### Textauszug
================

Essen. . NRW will 60 Schulen in sozialen Brennpunkten unterstützen, um Schüler besser zu fördern. Doch einige Schulleiter boykottieren den Modellversuch.
Seit Jahren wird dem deutschen Schulsystem bescheinigt, dass es benachteiligte Kinder nur unzureichend fördert. Mit 60 „Talentschulen“ will die schwarz-gelbe Landesregierung diesem Befund nun entgegenwirken. Mit mehr Lehrern und mehr Geld sollen Schulen in einem „sozial schwierigen Umfeld“ unterstützt werden. Kritiker sehen in den Talentschulen einzelne Leuchttürme, die zwar weithin strahlen, doch zugleich den Großteil der Schulen im schulpolitischen Dunkelfeld belassen. Worum geht der Streit?

================

### Einträge
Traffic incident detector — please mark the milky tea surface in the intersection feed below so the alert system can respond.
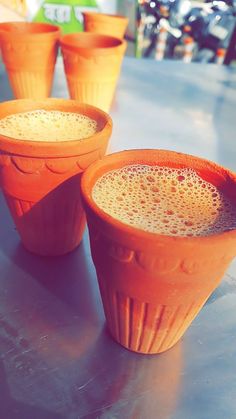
[0,109,97,141]
[92,165,236,236]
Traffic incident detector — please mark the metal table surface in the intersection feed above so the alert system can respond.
[0,58,236,419]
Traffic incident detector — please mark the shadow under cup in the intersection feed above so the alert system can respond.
[81,150,236,354]
[0,99,112,255]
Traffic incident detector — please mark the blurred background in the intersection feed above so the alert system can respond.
[0,0,236,64]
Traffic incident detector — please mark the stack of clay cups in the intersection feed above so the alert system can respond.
[0,22,60,99]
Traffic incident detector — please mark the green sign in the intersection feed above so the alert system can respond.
[34,0,98,33]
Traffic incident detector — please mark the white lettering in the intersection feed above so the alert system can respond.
[74,6,98,23]
[43,3,71,23]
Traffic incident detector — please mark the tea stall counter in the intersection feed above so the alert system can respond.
[0,58,236,419]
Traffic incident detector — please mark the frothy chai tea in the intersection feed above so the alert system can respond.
[92,165,236,236]
[0,110,97,141]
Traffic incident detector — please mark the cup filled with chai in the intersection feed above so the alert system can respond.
[0,99,112,255]
[81,150,236,354]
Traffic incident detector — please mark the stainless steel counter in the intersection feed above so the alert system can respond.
[0,59,236,419]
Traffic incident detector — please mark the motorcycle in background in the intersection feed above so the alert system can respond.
[137,0,236,64]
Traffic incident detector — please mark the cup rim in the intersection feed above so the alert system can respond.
[0,98,113,157]
[82,11,129,22]
[60,32,126,54]
[81,149,236,246]
[0,21,60,36]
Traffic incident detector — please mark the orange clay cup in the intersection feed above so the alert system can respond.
[81,150,236,354]
[0,22,60,99]
[61,32,126,112]
[0,99,112,255]
[83,12,129,39]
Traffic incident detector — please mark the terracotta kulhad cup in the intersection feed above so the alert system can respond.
[83,12,129,39]
[0,22,60,99]
[0,99,112,255]
[61,32,127,112]
[81,150,236,354]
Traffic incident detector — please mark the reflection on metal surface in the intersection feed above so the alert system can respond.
[0,59,236,419]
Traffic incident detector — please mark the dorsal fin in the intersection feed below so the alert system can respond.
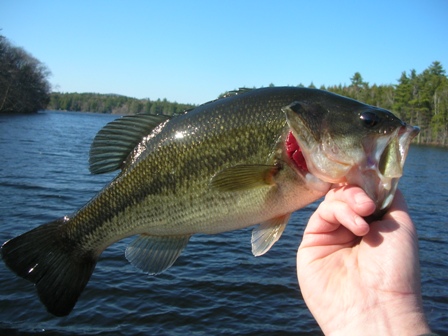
[89,114,171,174]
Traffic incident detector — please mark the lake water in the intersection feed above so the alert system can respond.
[0,113,448,335]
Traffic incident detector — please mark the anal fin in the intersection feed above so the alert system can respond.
[251,213,291,257]
[125,234,191,274]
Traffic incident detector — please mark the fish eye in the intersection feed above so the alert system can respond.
[359,112,381,128]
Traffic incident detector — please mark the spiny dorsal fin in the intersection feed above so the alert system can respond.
[89,114,171,174]
[210,165,280,191]
[125,234,190,274]
[251,213,291,257]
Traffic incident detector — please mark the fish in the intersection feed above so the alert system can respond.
[1,87,419,316]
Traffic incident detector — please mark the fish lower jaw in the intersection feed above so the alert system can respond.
[303,173,332,193]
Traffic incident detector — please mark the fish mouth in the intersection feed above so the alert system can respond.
[286,123,420,219]
[346,124,420,218]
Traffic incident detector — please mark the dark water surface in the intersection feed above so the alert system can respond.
[0,113,448,335]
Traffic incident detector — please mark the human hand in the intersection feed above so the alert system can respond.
[297,186,430,335]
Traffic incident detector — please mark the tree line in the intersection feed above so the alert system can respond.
[0,35,448,146]
[321,61,448,146]
[47,92,195,115]
[0,35,51,113]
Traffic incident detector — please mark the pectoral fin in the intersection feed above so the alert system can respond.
[89,114,170,174]
[125,234,190,274]
[210,165,280,191]
[251,214,291,257]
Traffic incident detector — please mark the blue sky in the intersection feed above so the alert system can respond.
[0,0,448,104]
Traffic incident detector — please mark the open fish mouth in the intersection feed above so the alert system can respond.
[347,124,420,218]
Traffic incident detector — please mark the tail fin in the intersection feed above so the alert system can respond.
[1,218,96,316]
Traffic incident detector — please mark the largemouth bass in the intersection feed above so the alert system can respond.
[1,87,418,316]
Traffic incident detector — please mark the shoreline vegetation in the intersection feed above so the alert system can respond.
[0,35,448,146]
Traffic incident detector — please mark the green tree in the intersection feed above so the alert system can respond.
[0,36,50,113]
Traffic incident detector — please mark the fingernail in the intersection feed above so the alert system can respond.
[355,193,372,205]
[355,216,368,226]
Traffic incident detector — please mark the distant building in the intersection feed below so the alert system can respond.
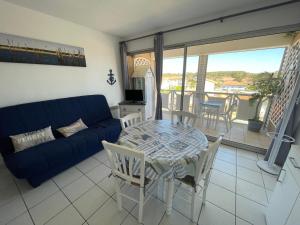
[221,80,246,92]
[204,79,216,92]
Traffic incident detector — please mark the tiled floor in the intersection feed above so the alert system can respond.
[0,146,276,225]
[163,111,271,149]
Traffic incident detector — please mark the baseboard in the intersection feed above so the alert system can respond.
[206,135,267,155]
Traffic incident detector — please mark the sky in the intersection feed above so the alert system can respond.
[163,48,284,73]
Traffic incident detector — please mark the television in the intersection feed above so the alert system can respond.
[125,89,144,102]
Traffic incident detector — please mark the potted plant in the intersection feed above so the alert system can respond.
[248,72,282,132]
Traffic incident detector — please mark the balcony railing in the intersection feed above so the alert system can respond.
[161,89,270,121]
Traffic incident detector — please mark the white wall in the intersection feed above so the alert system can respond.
[0,0,122,107]
[128,2,300,51]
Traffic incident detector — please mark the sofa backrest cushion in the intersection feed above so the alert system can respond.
[0,95,112,155]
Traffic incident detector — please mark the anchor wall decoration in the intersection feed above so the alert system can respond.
[106,69,117,85]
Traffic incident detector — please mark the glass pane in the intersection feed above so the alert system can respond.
[161,48,184,119]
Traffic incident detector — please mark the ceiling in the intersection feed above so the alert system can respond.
[5,0,286,37]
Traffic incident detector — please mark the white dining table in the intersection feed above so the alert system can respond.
[119,120,208,215]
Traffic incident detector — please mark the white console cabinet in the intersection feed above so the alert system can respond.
[266,145,300,225]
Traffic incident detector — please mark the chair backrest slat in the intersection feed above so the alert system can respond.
[102,141,145,187]
[195,136,223,184]
[120,112,143,129]
[171,111,197,127]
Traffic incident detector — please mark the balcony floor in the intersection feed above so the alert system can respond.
[163,111,271,150]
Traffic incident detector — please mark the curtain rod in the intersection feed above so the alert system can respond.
[121,0,300,42]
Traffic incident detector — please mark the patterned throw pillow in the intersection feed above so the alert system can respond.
[10,126,55,152]
[57,119,88,137]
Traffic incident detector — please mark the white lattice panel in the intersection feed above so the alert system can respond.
[268,41,300,127]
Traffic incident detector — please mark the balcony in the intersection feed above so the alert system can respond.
[161,89,271,151]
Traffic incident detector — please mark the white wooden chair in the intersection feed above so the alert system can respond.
[120,112,143,129]
[177,136,223,220]
[171,111,197,127]
[102,141,159,223]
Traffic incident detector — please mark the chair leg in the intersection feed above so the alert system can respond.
[202,175,209,206]
[224,115,229,132]
[191,191,196,222]
[114,178,122,211]
[166,178,174,215]
[139,187,144,223]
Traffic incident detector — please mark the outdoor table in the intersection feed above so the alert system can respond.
[119,120,208,215]
[199,100,224,129]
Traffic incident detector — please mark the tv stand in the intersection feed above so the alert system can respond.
[119,101,150,120]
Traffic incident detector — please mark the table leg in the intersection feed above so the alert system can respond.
[166,179,174,215]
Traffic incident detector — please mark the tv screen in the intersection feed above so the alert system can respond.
[125,90,144,102]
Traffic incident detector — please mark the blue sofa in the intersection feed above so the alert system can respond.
[0,95,121,187]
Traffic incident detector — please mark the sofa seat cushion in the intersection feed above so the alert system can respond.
[5,129,103,178]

================

### Aufgabenstellung
A: Welche verschiedenen Wörter im Auszug über die Talentschulen beginnen mit der Buchstabenfolge „Schul“ oder „schul“? Nenne jedes Wort nur einmal.
B: Entnimm den Einträgen unverändert den Abschnitt, der mit der Zeile mit „Traffic incident detector — please mark the curtain“ beginnt und mit der Zeile mit „[57,119,88,137]“ endet, beide Zeilen eingeschlossen.

### Lösungen je Aufgabe
A: Schulen, Schulleiter, Schulsystem, schulpolitischen

B:
Traffic incident detector — please mark the curtain rod in the intersection feed above so the alert system can respond.
[121,0,300,42]
Traffic incident detector — please mark the patterned throw pillow in the intersection feed above so the alert system can respond.
[10,126,55,152]
[57,119,88,137]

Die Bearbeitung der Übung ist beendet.